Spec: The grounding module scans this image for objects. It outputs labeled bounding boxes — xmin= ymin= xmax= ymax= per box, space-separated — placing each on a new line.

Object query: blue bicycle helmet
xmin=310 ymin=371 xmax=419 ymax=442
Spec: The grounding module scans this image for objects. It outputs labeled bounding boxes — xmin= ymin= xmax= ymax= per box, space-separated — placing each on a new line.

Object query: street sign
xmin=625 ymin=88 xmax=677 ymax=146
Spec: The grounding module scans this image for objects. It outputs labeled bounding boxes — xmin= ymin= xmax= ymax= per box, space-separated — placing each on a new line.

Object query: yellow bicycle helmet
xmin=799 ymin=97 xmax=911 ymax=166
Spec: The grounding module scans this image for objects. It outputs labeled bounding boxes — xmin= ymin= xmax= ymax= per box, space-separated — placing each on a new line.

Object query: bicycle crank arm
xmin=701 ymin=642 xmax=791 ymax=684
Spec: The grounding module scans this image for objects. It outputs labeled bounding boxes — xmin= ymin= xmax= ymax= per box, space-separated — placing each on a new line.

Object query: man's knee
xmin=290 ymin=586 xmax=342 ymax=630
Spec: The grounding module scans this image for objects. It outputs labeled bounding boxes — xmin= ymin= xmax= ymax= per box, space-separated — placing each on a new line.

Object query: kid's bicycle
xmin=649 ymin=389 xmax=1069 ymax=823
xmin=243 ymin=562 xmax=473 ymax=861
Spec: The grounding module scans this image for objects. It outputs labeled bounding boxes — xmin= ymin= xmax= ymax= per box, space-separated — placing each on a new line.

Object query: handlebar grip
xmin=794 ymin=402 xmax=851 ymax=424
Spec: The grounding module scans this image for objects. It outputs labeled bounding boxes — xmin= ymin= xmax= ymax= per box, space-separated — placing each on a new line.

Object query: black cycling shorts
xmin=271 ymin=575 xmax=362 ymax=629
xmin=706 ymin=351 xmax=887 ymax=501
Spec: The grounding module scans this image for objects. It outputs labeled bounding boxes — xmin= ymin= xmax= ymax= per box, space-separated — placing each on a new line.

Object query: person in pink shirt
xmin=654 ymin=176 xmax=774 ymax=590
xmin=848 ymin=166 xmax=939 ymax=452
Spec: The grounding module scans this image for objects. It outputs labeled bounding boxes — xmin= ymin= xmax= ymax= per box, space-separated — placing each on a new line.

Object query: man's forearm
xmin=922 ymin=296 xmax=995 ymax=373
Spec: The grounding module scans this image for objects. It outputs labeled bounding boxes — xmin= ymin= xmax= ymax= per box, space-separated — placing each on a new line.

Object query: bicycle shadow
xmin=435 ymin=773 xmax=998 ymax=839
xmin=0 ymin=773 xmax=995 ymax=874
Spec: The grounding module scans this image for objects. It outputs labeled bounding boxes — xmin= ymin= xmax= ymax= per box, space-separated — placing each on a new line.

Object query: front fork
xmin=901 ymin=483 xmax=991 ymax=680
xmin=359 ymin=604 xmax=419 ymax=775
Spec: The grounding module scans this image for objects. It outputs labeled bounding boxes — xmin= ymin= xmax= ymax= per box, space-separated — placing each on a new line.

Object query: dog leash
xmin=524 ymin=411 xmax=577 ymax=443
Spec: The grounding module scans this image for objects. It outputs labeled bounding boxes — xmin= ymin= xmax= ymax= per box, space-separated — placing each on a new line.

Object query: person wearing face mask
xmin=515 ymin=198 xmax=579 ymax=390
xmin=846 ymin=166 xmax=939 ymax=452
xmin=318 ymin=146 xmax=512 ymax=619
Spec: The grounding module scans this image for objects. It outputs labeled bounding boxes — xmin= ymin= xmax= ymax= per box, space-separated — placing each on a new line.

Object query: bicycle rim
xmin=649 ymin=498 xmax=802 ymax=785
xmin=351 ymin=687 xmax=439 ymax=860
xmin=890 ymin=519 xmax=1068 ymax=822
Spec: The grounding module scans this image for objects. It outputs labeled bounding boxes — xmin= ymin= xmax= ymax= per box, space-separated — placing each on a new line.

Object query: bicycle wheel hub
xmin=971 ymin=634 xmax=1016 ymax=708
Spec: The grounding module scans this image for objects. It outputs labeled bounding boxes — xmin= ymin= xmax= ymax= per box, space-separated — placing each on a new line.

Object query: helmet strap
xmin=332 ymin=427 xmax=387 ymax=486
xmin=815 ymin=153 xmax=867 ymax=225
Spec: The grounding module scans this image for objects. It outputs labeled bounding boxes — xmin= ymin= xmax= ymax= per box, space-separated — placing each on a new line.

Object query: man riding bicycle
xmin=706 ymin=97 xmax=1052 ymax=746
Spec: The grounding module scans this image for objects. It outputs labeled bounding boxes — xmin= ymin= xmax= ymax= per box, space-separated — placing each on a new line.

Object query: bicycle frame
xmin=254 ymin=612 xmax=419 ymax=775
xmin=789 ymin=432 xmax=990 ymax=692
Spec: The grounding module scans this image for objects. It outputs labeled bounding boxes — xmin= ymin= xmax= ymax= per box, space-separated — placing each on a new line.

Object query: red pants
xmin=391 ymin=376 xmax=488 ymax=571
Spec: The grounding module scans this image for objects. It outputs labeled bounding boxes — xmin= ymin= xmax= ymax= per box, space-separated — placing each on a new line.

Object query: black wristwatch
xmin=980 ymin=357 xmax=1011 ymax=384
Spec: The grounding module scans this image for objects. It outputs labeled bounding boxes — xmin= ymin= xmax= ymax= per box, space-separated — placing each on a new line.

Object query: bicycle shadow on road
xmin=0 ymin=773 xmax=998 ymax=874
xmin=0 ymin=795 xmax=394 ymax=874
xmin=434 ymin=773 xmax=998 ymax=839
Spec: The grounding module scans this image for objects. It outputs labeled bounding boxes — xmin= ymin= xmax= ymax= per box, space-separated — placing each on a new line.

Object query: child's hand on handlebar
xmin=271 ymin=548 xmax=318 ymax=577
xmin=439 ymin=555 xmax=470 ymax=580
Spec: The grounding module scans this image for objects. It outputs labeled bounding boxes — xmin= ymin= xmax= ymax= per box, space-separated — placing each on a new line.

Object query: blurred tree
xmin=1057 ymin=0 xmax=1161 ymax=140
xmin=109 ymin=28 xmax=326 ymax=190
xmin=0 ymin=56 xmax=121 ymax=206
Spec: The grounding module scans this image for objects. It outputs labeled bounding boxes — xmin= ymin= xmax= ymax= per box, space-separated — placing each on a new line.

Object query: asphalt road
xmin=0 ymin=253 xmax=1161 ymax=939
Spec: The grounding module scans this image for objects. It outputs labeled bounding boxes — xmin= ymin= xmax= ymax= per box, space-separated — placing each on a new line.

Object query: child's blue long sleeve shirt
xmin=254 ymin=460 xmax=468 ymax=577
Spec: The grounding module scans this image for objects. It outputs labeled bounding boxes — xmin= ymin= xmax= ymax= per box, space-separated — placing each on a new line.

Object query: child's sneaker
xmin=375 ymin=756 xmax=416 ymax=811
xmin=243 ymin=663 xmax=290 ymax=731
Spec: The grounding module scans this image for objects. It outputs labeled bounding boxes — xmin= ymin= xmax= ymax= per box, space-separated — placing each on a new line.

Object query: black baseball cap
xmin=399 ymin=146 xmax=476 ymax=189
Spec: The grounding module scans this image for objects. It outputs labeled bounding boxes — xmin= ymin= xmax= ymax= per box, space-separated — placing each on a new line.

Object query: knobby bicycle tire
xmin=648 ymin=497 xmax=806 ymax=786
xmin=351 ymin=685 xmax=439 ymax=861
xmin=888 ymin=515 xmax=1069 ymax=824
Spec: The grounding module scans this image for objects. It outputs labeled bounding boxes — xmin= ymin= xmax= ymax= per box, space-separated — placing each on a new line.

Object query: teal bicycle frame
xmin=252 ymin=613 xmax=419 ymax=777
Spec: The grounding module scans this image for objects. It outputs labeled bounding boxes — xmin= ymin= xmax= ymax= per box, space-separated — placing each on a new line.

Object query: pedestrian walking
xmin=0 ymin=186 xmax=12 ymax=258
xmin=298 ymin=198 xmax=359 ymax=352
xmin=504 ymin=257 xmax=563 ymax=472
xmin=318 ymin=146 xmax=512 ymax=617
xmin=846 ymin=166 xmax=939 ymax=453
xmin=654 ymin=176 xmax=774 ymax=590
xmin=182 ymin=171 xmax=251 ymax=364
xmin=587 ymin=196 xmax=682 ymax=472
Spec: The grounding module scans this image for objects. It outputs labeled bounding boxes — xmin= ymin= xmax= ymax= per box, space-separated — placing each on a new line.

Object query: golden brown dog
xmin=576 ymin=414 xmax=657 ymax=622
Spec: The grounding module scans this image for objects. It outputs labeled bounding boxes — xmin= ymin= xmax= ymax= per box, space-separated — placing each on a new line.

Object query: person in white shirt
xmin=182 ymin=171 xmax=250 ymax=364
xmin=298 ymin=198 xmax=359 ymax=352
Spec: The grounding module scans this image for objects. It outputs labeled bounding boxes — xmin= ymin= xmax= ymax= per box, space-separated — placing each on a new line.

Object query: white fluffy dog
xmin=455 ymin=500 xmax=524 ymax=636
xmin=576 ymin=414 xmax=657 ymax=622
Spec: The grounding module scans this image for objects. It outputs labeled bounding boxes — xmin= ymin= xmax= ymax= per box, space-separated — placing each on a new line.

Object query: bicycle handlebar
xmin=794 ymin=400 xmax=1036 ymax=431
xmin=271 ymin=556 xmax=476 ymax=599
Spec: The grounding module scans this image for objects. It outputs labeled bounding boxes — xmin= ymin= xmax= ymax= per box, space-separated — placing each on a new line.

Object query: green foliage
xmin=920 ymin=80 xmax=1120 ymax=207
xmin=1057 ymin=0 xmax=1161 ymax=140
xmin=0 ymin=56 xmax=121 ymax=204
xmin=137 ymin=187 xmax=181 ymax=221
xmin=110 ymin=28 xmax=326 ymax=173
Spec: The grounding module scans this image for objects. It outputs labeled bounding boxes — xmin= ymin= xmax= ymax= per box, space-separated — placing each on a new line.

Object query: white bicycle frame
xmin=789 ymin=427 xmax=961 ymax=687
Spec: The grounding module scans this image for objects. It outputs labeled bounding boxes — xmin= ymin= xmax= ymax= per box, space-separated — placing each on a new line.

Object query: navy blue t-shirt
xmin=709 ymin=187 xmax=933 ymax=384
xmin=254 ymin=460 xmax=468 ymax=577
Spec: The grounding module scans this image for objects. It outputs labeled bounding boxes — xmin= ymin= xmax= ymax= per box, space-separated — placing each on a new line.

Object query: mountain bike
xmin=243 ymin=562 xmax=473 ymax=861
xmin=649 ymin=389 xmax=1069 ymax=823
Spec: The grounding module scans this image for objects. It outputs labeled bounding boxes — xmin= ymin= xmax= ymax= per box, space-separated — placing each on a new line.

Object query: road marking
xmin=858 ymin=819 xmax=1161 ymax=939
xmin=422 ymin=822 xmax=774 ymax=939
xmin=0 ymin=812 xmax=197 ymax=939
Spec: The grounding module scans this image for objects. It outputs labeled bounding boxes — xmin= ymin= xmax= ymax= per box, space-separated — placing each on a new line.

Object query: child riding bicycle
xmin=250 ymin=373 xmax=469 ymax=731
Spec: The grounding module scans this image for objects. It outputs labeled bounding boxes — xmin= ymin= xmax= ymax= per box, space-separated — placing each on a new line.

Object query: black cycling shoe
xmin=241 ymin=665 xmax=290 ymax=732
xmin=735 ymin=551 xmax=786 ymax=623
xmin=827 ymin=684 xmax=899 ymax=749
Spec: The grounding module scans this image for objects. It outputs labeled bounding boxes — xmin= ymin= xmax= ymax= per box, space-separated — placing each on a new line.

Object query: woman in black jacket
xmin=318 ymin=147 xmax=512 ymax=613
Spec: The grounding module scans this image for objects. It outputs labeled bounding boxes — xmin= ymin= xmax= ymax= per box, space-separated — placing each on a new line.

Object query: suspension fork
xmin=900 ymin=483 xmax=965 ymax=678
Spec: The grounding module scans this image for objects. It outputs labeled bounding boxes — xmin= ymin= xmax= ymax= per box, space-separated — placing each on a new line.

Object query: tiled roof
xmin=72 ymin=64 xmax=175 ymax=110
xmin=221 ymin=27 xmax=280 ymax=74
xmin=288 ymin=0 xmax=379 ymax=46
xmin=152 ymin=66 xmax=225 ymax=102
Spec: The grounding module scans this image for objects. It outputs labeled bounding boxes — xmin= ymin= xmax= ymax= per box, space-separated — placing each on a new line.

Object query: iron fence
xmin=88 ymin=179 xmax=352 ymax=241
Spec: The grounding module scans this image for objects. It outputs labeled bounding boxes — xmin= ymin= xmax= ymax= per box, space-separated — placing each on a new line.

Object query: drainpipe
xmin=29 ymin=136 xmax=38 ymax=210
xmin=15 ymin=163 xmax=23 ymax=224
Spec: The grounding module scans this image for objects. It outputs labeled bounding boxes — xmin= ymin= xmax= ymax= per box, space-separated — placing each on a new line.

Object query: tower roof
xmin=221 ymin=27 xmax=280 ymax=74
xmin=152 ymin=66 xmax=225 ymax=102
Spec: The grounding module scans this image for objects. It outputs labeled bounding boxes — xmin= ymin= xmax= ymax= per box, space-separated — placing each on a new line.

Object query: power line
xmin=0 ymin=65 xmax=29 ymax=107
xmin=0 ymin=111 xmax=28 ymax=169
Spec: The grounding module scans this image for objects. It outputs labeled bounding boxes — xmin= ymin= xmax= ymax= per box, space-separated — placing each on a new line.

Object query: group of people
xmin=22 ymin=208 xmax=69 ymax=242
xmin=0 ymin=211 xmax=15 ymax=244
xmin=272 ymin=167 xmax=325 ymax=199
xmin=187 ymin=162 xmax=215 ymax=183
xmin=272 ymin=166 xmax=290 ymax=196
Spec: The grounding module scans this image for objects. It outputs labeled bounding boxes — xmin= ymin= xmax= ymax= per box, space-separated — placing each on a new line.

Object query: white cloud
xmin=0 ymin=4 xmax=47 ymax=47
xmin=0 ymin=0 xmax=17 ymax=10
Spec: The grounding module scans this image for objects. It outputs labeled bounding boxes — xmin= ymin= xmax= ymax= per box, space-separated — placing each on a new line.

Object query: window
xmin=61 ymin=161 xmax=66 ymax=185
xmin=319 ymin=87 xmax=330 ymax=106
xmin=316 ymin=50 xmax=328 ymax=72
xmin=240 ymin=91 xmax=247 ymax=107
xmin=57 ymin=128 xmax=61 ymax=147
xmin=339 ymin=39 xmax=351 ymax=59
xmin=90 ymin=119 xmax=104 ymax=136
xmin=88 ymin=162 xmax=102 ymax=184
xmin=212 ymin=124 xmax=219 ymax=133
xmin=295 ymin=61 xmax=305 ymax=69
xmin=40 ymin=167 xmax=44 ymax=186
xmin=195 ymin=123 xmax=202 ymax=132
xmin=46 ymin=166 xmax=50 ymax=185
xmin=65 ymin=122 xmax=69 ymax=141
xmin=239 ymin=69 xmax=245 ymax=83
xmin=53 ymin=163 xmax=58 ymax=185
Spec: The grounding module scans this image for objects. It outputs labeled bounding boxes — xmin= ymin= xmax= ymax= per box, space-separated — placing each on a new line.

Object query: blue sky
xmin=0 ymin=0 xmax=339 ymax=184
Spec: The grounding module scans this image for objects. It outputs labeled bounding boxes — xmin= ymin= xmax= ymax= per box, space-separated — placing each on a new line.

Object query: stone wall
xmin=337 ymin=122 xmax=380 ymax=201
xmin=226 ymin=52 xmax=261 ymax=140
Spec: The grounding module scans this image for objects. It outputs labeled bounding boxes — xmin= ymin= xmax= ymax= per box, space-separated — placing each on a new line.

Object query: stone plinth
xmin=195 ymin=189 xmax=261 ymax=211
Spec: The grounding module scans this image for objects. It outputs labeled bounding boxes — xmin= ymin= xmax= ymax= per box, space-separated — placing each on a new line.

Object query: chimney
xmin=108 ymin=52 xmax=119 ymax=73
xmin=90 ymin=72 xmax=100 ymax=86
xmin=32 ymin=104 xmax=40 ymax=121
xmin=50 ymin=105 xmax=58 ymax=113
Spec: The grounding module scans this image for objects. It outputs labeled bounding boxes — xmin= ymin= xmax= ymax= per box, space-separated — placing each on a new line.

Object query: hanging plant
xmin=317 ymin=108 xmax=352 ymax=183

#####

### [DIRECTIONS FOR THIS TASK]
Determine how many lines in the entries above contain the word "blue". Reply with that number alone.

### [EXERCISE RESPONSE]
4